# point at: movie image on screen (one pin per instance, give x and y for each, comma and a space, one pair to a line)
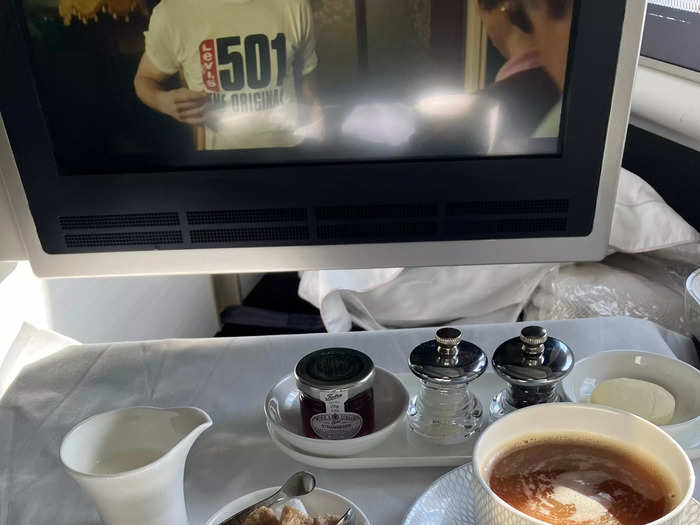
142, 84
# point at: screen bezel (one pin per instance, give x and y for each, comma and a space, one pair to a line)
597, 30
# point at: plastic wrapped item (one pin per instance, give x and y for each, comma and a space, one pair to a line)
649, 286
692, 304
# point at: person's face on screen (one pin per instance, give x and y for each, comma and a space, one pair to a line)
507, 26
552, 24
497, 26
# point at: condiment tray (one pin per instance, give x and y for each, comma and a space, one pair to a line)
402, 448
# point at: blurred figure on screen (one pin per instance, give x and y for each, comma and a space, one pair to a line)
551, 20
248, 65
523, 92
502, 117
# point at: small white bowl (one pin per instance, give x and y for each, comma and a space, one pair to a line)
317, 503
284, 416
680, 379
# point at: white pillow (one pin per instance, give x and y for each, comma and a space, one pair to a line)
643, 222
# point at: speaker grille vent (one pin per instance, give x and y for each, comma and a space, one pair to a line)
507, 226
390, 211
87, 240
287, 233
133, 220
538, 207
374, 230
246, 216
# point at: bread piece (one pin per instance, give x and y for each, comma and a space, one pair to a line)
327, 519
292, 516
261, 516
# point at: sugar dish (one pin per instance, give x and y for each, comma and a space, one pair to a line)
283, 413
680, 379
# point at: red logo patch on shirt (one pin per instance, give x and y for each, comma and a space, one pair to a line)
207, 56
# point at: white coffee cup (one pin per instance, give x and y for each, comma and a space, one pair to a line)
632, 431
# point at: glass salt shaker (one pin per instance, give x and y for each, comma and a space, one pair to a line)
533, 365
445, 411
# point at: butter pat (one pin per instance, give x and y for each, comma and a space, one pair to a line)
642, 398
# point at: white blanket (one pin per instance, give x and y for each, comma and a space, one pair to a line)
404, 297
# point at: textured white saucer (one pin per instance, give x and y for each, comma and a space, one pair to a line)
449, 501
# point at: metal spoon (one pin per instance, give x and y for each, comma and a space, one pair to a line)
299, 484
348, 518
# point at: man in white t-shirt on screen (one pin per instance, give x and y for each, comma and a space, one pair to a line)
243, 62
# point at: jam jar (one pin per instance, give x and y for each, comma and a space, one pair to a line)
336, 393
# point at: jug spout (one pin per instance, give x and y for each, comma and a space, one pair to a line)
132, 462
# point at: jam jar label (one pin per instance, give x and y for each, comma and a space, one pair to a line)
336, 423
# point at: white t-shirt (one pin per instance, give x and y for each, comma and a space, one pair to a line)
243, 53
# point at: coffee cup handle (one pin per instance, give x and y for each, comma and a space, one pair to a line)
693, 453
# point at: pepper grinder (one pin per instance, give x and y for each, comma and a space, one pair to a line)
533, 365
445, 411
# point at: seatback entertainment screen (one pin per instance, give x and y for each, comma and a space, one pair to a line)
142, 84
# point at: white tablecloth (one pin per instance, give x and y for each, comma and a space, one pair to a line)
229, 379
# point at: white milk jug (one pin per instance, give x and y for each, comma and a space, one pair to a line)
132, 462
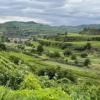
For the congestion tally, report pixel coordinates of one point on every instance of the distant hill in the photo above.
(28, 28)
(91, 31)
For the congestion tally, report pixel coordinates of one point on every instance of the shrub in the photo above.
(30, 82)
(54, 54)
(3, 47)
(40, 49)
(67, 53)
(84, 55)
(87, 62)
(73, 57)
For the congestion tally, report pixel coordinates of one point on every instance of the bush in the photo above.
(15, 59)
(67, 53)
(40, 49)
(73, 57)
(43, 94)
(87, 62)
(30, 82)
(84, 55)
(3, 47)
(54, 54)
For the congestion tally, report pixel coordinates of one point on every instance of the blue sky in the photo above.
(53, 12)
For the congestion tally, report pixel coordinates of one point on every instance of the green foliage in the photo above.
(67, 52)
(30, 82)
(40, 49)
(87, 62)
(84, 55)
(43, 94)
(54, 54)
(3, 47)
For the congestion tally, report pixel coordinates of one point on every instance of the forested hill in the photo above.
(16, 27)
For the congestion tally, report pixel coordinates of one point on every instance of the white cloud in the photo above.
(55, 12)
(24, 19)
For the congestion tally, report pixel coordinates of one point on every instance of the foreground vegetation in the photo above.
(61, 67)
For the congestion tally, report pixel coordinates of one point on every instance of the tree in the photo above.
(67, 52)
(87, 62)
(40, 49)
(3, 46)
(84, 55)
(88, 46)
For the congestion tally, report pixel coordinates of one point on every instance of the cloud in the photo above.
(54, 12)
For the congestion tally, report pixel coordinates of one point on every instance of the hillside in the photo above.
(29, 28)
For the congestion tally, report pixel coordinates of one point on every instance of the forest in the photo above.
(40, 66)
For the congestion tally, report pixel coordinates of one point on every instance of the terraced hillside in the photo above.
(50, 68)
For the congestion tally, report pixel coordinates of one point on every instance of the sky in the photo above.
(52, 12)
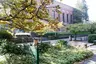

### PROBLEM
Pull out every line of the items above that contains the string "coffee", matching case exactly.

### RESPONSE TO THE EXERCISE
# point at: white coffee cup (one pin per instance, give x and y for each, comma and a space, one pair to a line)
# point at: coffee cup handle (one pin per instance, give x and y for each, comma and a space, one pair to a line)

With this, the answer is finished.